TASK INSTRUCTIONS> Copy every line of the items below that contains the string "polo".

MATERIAL>
====================

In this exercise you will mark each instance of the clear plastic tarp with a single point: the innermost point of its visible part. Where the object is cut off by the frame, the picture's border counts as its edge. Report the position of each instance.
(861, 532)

====================

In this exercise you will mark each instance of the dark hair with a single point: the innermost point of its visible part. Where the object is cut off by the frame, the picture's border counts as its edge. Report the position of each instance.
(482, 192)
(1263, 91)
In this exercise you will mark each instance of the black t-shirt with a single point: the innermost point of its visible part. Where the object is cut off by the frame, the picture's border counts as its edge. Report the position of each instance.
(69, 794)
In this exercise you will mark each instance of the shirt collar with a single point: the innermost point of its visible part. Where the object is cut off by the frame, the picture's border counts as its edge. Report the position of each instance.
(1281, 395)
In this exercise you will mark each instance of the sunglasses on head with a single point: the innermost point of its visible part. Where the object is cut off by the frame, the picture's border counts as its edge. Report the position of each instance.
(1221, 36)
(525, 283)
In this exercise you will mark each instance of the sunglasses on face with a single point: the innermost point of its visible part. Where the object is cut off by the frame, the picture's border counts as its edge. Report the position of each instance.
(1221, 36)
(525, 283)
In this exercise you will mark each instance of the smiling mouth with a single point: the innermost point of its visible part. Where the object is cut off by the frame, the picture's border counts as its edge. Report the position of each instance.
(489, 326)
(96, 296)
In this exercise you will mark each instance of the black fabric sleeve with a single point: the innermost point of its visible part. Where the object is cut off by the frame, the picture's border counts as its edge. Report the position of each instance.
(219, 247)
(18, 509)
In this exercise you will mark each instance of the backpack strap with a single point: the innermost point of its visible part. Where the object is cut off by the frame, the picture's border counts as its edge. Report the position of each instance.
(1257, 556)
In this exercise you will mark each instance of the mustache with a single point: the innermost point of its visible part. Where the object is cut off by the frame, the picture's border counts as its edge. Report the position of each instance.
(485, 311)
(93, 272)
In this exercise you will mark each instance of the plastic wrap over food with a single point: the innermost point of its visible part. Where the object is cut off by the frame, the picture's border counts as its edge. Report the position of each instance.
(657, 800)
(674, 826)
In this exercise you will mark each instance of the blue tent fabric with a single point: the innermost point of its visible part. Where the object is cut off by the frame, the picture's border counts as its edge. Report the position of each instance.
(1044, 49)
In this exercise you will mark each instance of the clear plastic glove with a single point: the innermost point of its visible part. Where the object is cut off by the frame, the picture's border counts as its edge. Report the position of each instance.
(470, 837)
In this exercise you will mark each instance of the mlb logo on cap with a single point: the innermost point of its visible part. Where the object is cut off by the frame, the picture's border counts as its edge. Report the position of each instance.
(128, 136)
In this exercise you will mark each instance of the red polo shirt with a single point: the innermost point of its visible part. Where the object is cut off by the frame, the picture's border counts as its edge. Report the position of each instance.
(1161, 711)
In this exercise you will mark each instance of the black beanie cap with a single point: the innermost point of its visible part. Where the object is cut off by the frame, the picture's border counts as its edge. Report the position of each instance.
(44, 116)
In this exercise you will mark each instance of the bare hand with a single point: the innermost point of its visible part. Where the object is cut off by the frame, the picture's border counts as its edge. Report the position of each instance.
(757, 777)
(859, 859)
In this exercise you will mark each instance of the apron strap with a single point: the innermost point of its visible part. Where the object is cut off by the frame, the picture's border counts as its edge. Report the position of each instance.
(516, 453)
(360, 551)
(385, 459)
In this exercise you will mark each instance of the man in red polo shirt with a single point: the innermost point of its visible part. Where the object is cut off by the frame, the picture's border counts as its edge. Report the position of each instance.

====================

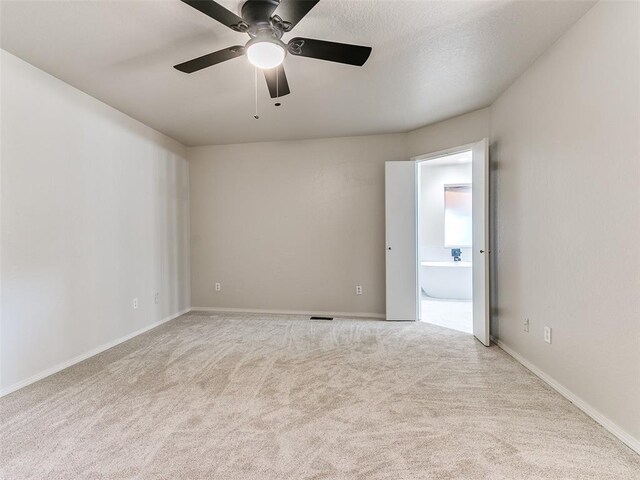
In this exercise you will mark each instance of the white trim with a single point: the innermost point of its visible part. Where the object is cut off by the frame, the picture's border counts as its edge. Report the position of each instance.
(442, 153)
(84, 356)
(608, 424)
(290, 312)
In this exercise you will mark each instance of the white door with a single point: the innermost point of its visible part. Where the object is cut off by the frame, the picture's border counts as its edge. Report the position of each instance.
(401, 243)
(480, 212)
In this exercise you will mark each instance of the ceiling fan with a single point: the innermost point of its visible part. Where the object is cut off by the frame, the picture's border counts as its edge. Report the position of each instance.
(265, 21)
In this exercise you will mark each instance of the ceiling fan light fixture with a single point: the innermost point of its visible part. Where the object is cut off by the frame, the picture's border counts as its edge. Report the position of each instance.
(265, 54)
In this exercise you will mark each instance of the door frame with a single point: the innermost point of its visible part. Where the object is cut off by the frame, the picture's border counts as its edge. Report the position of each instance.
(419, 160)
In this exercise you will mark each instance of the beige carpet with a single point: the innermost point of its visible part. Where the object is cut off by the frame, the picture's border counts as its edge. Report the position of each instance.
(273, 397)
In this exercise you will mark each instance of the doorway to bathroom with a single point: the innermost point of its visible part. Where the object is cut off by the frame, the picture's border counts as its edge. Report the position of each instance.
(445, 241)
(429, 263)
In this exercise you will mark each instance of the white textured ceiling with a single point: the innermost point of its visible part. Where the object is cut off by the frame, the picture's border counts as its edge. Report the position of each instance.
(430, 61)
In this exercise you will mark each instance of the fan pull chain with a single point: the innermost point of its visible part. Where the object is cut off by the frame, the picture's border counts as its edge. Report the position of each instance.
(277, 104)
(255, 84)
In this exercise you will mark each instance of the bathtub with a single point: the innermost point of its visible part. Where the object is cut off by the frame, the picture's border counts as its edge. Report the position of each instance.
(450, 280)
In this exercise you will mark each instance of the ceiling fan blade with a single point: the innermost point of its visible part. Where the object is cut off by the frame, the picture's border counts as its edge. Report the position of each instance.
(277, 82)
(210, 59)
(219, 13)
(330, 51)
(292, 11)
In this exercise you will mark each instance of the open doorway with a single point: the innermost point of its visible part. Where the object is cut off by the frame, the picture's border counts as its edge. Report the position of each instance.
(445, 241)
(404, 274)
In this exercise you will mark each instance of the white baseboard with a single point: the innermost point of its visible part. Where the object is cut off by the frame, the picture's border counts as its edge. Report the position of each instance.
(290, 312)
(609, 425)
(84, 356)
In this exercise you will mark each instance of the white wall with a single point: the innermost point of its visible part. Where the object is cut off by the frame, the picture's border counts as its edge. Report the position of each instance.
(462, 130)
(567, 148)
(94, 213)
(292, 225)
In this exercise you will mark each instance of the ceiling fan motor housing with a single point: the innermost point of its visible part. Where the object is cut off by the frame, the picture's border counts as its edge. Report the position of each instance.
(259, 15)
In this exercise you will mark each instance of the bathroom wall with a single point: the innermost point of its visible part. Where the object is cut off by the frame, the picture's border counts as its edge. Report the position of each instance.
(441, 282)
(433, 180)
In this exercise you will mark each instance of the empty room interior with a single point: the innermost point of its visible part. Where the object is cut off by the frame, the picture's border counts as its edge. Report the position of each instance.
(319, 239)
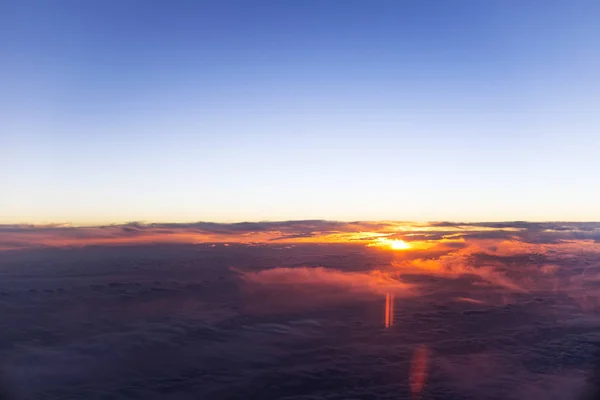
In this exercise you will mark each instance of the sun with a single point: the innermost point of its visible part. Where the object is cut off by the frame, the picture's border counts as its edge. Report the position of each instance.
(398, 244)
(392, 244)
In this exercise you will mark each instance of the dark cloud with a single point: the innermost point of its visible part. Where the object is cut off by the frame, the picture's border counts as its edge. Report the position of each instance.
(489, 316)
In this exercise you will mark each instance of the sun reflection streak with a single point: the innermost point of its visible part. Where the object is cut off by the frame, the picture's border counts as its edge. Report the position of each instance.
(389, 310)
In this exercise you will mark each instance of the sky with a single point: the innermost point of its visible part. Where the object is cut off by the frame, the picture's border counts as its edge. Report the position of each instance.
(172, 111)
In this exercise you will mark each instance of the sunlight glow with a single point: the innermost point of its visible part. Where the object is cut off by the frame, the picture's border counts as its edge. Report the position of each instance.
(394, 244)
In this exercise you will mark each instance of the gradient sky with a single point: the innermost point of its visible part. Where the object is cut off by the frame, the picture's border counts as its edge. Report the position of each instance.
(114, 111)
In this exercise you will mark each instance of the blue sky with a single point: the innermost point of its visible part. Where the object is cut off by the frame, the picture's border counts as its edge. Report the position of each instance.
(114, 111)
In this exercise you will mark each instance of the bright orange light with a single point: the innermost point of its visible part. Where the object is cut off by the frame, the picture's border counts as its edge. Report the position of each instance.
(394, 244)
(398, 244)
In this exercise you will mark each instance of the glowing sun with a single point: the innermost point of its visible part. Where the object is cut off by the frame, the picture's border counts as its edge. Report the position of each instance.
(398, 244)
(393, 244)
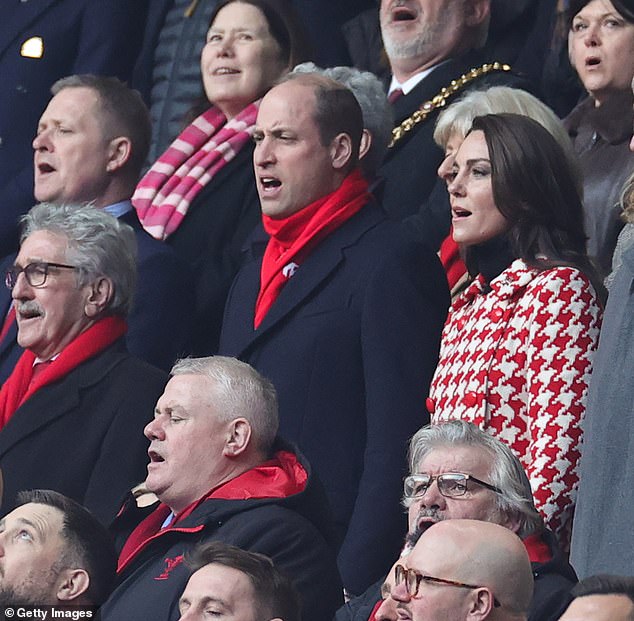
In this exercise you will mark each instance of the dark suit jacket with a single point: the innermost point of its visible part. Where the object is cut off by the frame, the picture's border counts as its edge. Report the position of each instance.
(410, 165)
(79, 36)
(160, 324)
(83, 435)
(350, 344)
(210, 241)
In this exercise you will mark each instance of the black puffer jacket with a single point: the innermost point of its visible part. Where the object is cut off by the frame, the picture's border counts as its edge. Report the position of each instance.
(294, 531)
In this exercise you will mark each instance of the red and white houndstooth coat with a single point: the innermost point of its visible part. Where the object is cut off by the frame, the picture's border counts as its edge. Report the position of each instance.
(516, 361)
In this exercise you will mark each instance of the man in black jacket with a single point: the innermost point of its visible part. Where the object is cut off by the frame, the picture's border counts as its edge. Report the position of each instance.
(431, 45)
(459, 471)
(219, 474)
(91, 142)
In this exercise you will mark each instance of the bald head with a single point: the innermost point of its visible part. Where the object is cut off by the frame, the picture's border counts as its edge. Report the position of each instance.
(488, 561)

====================

EXERCISE RESULT>
In this exercise you will mark each instance of the red polo shirt with a single point: the innermost point of its visible part. Where the object is cut off by the frame, the picture's border counts as its edge. Report the position of each instance.
In this exercise you will mark each instance of the man in red polo shirt with a single point: the innermost point of its visible part. Where the object is cut off by the frame, the picture's border counts as its edge. Report the position of each instance.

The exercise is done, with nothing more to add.